Supplied material:
▼▼▼
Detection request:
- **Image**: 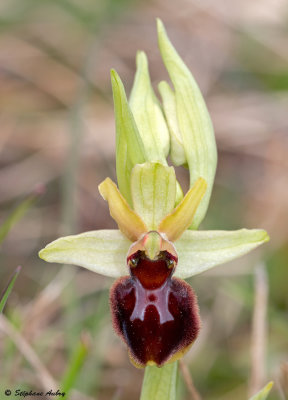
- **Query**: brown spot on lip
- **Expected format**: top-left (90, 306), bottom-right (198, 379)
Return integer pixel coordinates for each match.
top-left (110, 252), bottom-right (200, 366)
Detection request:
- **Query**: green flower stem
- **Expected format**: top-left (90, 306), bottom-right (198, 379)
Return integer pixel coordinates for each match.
top-left (140, 361), bottom-right (178, 400)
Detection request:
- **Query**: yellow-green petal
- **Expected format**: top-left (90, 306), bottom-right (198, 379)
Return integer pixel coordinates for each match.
top-left (249, 382), bottom-right (273, 400)
top-left (111, 70), bottom-right (146, 205)
top-left (98, 178), bottom-right (147, 242)
top-left (131, 162), bottom-right (176, 230)
top-left (129, 51), bottom-right (170, 165)
top-left (175, 229), bottom-right (269, 279)
top-left (158, 178), bottom-right (207, 242)
top-left (39, 229), bottom-right (131, 278)
top-left (157, 20), bottom-right (217, 229)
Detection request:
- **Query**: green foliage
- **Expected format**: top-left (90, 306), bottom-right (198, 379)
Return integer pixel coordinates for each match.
top-left (0, 266), bottom-right (21, 313)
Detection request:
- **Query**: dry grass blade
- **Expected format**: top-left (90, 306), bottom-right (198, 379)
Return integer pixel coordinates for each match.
top-left (249, 264), bottom-right (268, 396)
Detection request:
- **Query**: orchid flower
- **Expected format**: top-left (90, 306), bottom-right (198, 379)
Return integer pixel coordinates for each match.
top-left (39, 20), bottom-right (269, 367)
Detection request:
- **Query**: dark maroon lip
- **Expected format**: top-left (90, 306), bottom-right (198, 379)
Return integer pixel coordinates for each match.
top-left (110, 251), bottom-right (200, 366)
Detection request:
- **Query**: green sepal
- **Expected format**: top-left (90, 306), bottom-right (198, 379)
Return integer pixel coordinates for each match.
top-left (158, 81), bottom-right (187, 166)
top-left (157, 20), bottom-right (217, 229)
top-left (175, 229), bottom-right (269, 279)
top-left (39, 229), bottom-right (131, 278)
top-left (131, 162), bottom-right (176, 230)
top-left (111, 70), bottom-right (146, 206)
top-left (129, 51), bottom-right (170, 165)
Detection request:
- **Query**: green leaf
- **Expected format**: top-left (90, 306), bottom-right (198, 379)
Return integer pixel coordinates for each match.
top-left (129, 51), bottom-right (170, 165)
top-left (175, 229), bottom-right (269, 279)
top-left (249, 382), bottom-right (273, 400)
top-left (157, 20), bottom-right (217, 229)
top-left (111, 70), bottom-right (146, 206)
top-left (0, 266), bottom-right (21, 313)
top-left (39, 229), bottom-right (131, 277)
top-left (140, 362), bottom-right (178, 400)
top-left (158, 81), bottom-right (187, 165)
top-left (131, 163), bottom-right (176, 230)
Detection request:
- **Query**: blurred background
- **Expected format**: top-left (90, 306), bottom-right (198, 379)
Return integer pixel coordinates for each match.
top-left (0, 0), bottom-right (288, 400)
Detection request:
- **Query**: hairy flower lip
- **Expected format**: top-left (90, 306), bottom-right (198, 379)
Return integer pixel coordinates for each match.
top-left (127, 230), bottom-right (178, 264)
top-left (39, 20), bottom-right (269, 367)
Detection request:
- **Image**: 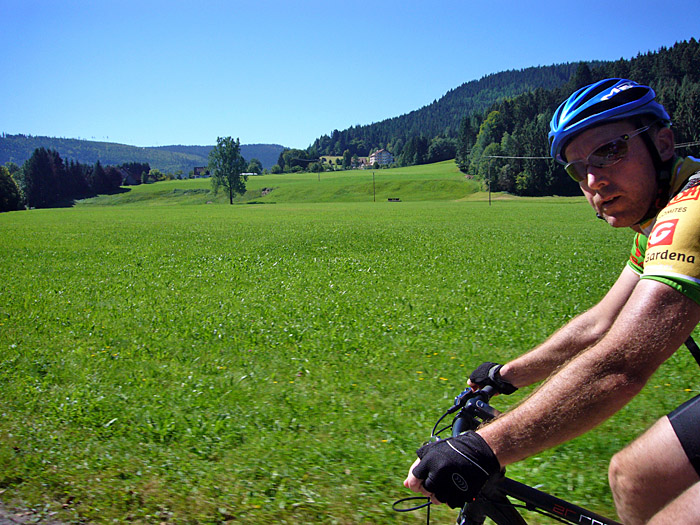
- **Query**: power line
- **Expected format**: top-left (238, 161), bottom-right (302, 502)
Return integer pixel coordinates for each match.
top-left (482, 155), bottom-right (554, 160)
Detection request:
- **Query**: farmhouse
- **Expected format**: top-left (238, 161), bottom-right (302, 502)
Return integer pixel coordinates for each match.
top-left (192, 166), bottom-right (209, 179)
top-left (369, 149), bottom-right (394, 166)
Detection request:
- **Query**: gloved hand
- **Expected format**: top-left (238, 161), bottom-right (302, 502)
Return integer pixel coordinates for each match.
top-left (469, 362), bottom-right (517, 394)
top-left (413, 431), bottom-right (501, 509)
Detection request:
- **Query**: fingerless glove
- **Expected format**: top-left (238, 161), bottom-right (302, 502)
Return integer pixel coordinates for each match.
top-left (413, 431), bottom-right (501, 509)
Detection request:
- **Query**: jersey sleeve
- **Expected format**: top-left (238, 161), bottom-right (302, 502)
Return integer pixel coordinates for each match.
top-left (641, 186), bottom-right (700, 304)
top-left (627, 233), bottom-right (647, 275)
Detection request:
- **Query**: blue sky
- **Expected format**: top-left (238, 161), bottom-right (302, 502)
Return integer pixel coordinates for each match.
top-left (0, 0), bottom-right (700, 148)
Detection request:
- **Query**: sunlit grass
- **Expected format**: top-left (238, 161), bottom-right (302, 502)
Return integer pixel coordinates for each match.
top-left (0, 199), bottom-right (697, 523)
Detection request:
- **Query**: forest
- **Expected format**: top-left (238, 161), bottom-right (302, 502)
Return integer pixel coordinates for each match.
▲▲▲
Exercise: Copy the entries above word for word, from the very first line through the line with "top-left (249, 264), bottom-right (268, 396)". Leave the pictures out of your copy.

Response for this exercise:
Detection request:
- **Image**: 
- **Query**: brown spot on lip
- **Expected format**: top-left (90, 306), bottom-right (198, 379)
Return integer pixel coordinates for each match.
top-left (110, 252), bottom-right (200, 366)
Detection request:
- **Query**: green flower stem
- **Expected format**: top-left (90, 306), bottom-right (198, 379)
Return integer pixel coordinates for each match.
top-left (140, 361), bottom-right (178, 400)
Detection request:
- **Query**: yellow-green petal
- **Expected format**: top-left (90, 306), bottom-right (198, 379)
Return integer pixel coordinates for each match.
top-left (249, 382), bottom-right (273, 400)
top-left (111, 70), bottom-right (146, 205)
top-left (98, 178), bottom-right (147, 242)
top-left (131, 162), bottom-right (176, 230)
top-left (129, 51), bottom-right (170, 165)
top-left (175, 229), bottom-right (269, 279)
top-left (158, 178), bottom-right (207, 242)
top-left (39, 229), bottom-right (131, 278)
top-left (157, 20), bottom-right (217, 229)
Detection request:
- **Query**: green foliage
- **Expected format**: top-left (90, 306), bottom-right (198, 379)
Return integer pixel coordinates for each match.
top-left (0, 266), bottom-right (21, 313)
Detection request:
- **Query**: dry grass blade
- **Expected format**: top-left (90, 306), bottom-right (198, 379)
Return integer pixel coordinates for each match.
top-left (249, 264), bottom-right (268, 396)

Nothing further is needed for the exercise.